TASK PROMPT: Repeat word for word the passage of the parenting column starting with "The only thing" and going on through "least 100 times.".

TEXT PROVIDED:
I said the same thing in every ensuing one of them. I told each teacher that my parenting style could best be described as “1985,” so if our kids did anything wrong, to please let me know so I could rain fury down upon them at home.

Was I going to? Probably not. But it stopped the teachers from contacting us every time one of our kids did something that would have caused zero concern in 1985. I wonder if they rarely contacted us out of concern over what they thought I’d do to our kids?

Stomach bugs

Our family went through a period in the winter of 2016 when I googled “Can a home be infected with salmonella?” because we passed the vomit bug around three times in five weeks.

There is nothing — and I mean no torture that I have experienced in my life — worse than being the last family member left unheaved.

“I don’t think I’m going to get it” is the last thought that runs through a parent’s mind 30 minutes before blowing chunks for the next 24 hours.

Lice

The only thing more anxiety-inducing than a vomiting toddler is one who starts scratching his or her head.

I don’t think the Mother of Dragons would agree, but I love telling people that our family got lice four times. People look at me as if we live in the jungle and never bathe, which might be true, but that’s not why we kept getting hit by lice. The reality is that lice love clean, fine hair, and there were no finer candidates than our towheaded children.

I, of course, skated free with my bald head, but it afflicted my poor wife a couple of times because our kids loved using her hairbrush.

What’s parenting like? It’s like getting lice multiple times from your kids when they constantly use your hairbrush despite asking them not to use it at least 100 times.

Feeding toddlers

One of the things you realize when your kids get older is that they don’t really need you for survival. You’re like an expert consultant whose advice is summarily ignored.

As teenagers, I love making them food. It’s like my last thing left, and it makes me happy to have them ask what’s for dinner and get excited when I tell them what it is.

As toddlers, however, I detested it. I wanted to love it for the same reason I love it now, but the reality is that I would make a breakfast presented on a plate to look like the face of a teddy bear, only to be told teddy bears are stupid and they wanted a bowl of oatmeal.

Yes, oatmeal. Spend 10 minutes constructing a plate of food artwork only to have your kids tell you they want to eat something that looks like a pile of dog vomit and see what it does to your self-esteem.

Bedtime

My wife was the queen of bedtime. It was an experience. There were books, songs, memories and more.

I tried. I really did. I think I did a pretty good job for each of their first five years, but after that I treated it like they were in boot camp.

GET IN THE RACK! LIGHTS OUT!

I forgot to brush my teeth.

I SAID LIGHTS OUT!

There is something so satisfying about hugging your tweens and teenagers good night from the prone position on the couch and then sending them upstairs.

I don’t even care if they sleep anymore. They could be up there wiring money from their Greenlight accounts to a prince in Nigeria, as long as I can watch “Shark Tank” in silence.

Not all bad

There are so many things I do miss.

I miss taking them to the park, going on bike rides and taking them to the pool every summer night.

I miss taking them to the movies, building stuff in the garage, taking them to festivals and so much more.

They’re teenagers now, and the only time they spend with us is either when they’re so bored they have nothing else to do, when they want us to buy them something, or when they’re grounded.

So every once in a while, when I’m missing the days gone by, I’ll send them to their rooms and ground them for no reason so they have so little to do that they’ll go to lunch with me.

Don’t worry, there’s no chance they’ll find out about the trumped-up charges. I don’t believe either of them has ever read this column.

Can they read? I’m assuming they can.

Lucky for me, they’re too old for parent-teacher conferences.


Jon Show lives in Robbins Park with his wife, who he calls “The Mother of Dragons.” Their 17-year-old son is “Future Man” and their 13-year-old daughter is “The Blonde Bomber.” Their dog is actually named Lightning.

RECORDS SUPPLIED:

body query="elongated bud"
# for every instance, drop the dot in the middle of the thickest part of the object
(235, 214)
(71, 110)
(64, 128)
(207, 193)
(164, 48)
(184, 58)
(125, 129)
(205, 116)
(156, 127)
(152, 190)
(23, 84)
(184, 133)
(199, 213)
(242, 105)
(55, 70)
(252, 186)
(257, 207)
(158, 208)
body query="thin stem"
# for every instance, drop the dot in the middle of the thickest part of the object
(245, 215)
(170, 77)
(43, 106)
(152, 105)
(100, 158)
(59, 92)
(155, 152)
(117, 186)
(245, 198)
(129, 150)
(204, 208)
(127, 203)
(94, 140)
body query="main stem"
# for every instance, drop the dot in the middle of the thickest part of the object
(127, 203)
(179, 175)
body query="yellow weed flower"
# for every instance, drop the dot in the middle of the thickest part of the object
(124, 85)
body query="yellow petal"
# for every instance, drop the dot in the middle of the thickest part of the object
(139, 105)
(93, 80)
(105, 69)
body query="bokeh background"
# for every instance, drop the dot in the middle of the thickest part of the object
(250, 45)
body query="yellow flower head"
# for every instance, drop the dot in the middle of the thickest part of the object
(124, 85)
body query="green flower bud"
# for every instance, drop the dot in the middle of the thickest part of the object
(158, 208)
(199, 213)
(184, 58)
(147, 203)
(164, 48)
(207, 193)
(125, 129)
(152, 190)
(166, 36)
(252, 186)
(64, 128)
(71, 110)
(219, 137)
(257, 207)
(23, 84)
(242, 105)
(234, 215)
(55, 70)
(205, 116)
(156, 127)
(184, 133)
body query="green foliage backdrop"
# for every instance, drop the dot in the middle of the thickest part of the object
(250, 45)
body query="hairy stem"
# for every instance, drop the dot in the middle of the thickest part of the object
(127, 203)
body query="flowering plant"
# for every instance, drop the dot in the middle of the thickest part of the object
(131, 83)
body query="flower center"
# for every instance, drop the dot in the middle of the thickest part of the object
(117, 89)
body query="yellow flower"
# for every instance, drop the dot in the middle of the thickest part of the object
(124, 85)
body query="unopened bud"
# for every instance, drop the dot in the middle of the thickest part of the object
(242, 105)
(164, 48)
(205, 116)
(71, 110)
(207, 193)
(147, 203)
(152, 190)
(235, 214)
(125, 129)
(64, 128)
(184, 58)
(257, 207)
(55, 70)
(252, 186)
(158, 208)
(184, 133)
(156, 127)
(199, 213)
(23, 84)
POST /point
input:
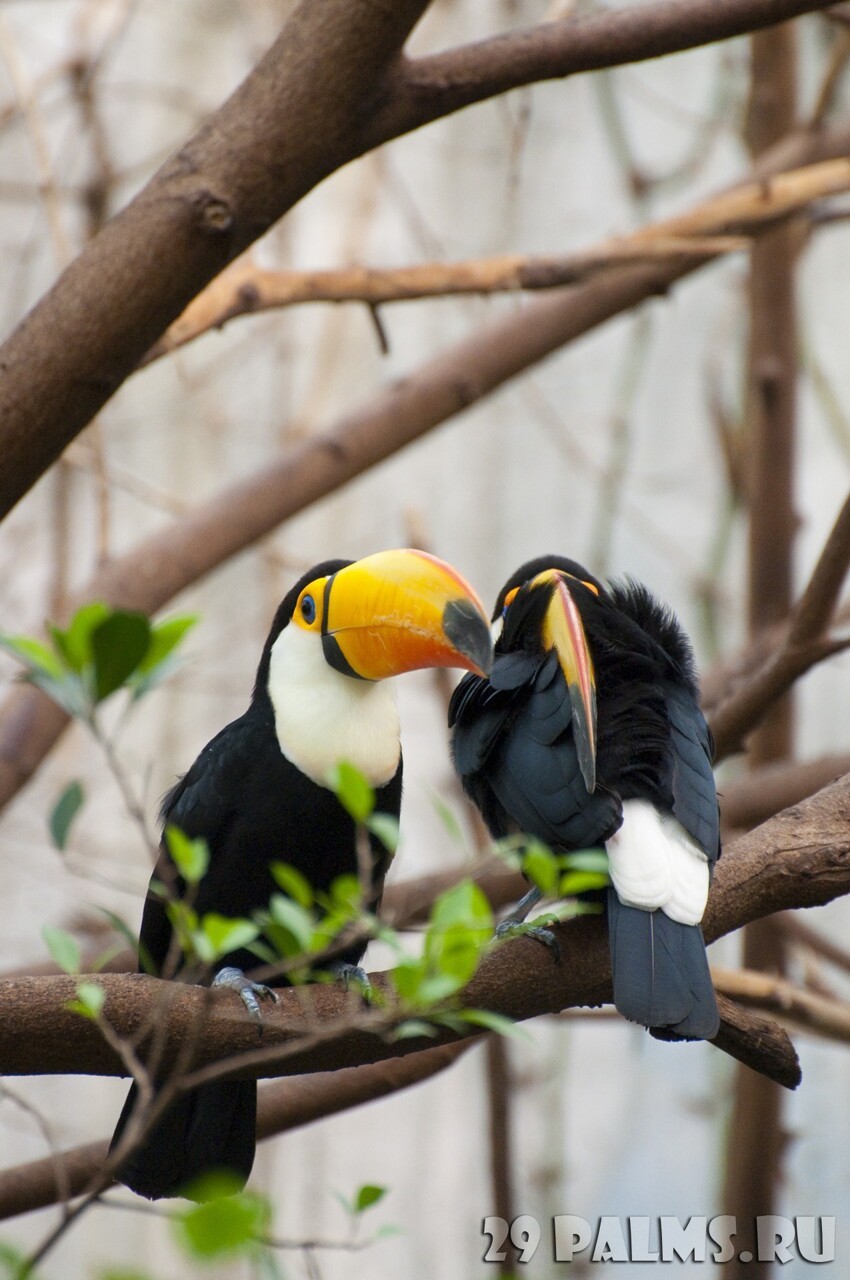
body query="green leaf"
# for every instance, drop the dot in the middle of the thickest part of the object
(352, 790)
(63, 947)
(33, 654)
(580, 882)
(455, 952)
(164, 638)
(124, 932)
(347, 896)
(462, 904)
(64, 812)
(585, 860)
(220, 935)
(90, 1000)
(183, 920)
(384, 827)
(412, 1028)
(368, 1196)
(293, 883)
(225, 1225)
(540, 865)
(296, 926)
(123, 1274)
(190, 856)
(74, 644)
(494, 1023)
(118, 645)
(160, 659)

SOLUTION FOR THIS TASK:
The only thing more anxiety-inducing than a vomiting toddler is one who starts scratching his or her head.

I don’t think the Mother of Dragons would agree, but I love telling people that our family got lice four times. People look at me as if we live in the jungle and never bathe, which might be true, but that’s not why we kept getting hit by lice. The reality is that lice love clean, fine hair, and there were no finer candidates than our towheaded children.

I, of course, skated free with my bald head, but it afflicted my poor wife a couple of times because our kids loved using her hairbrush.

What’s parenting like? It’s like getting lice multiple times from your kids when they constantly use your hairbrush despite asking them not to use it at least 100 times.